▶ _Requests_
**A)** Copy the passage below on wartime ballistics word for word, from "In naval warfare, this" to "problem : be happy !".
**B)** Answer these questions using the passage below on wartime ballistics:
(i) Ballistics was all a matter of which kind of physics?
(ii) How many miles were the naval weapons expected to travel and still hit their target?
(iii) How much did the "dumb" bomb weigh?
**C)** Translate this sentence from the passage below on wartime ballistics into French: "If the world's biggest navies successfully buried their dead scientific theories, the world's big air forces and the armies weren't so lucky."

[Begin Passage provided]

Projecting the future didn't just remain a metaphor -- during WWII, during the apogee ( or nadir - your choice) of High Modernity, the art cum science of Ballistics sent very big projectile indeed confidently into the future.

So confident that the projectile would meet a certain someone (usually an enemy someone) at just the right place and right time, regardless.

It was all just a matter of Newtonian physics, really.

In naval warfare, this produced the Long Lance torpedo and the 18.1 gun, both highly complicated, highly expensive weapon systems built in the high confidence that they could travel twenty five miles and still hit a relatively small target that was moving about unpredictable at high speed in their struggle to survive being hit.

The equally relatively small 'platforms' firing these weapons would also
be moving about unpredictably at high speed, itself trying itself to avoid a fatal hit, at the same time it tried to compute highly complex Newtonian physics (the firing solution) in real time.

No problem : be happy !

The number of confident predictions necessary to make it this all work boggles the rational post-High Modernity mind.

And in fact it didn't work - a fact that was almost totally masked by the fact that a single 500 pound "dumb" bomb, hand delivered by one or two men in a dive bomber and dropped two hundred feet up right over the biggest battleship or aircraft carrier in the world, sunk them more often than not.

If the world's biggest navies successfully buried their dead scientific theories, the world's big air forces and the armies weren't so lucky.

[End Passage provided]
[Begin Material provided]

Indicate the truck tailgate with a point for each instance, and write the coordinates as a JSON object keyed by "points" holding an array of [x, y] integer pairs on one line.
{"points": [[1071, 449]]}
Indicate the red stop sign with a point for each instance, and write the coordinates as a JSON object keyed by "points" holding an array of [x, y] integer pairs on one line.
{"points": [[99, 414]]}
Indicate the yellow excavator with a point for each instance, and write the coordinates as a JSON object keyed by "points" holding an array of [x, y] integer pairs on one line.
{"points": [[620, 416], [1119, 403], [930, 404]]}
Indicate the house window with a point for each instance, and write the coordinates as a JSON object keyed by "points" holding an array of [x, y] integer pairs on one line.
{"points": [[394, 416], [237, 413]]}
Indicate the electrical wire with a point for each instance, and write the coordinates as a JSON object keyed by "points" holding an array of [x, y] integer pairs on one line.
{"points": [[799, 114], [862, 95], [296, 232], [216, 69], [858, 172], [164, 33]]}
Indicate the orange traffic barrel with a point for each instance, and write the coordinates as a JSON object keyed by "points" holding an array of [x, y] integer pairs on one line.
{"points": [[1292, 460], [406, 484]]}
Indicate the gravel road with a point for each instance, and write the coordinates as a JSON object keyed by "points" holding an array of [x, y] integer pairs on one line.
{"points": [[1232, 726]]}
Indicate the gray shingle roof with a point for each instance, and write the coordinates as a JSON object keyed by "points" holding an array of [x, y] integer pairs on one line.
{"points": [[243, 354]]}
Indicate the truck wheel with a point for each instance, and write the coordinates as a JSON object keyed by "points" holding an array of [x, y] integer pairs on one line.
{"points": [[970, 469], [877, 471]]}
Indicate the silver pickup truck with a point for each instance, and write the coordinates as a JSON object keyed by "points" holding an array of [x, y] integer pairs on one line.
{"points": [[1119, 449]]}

[End Material provided]

▶ _Expected results_
**A)**
In naval warfare, this produced the Long Lance torpedo and the 18.1 gun, both highly complicated, highly expensive weapon systems built in the high confidence that they could travel twenty five miles and still hit a relatively small target that was moving about unpredictable at high speed in their struggle to survive being hit.

The equally relatively small 'platforms' firing these weapons would also
be moving about unpredictably at high speed, itself trying itself to avoid a fatal hit, at the same time it tried to compute highly complex Newtonian physics (the firing solution) in real time.

No problem : be happy !

**B)**
(i) Newtonian physics
(ii) Twenty-five miles
(iii) 500 pounds

**C)** Si les plus grandes marines du monde ont réussi à enterrer leurs théories scientifiques mortes, les grandes forces aériennes et les armées du monde n'ont pas eu cette chance.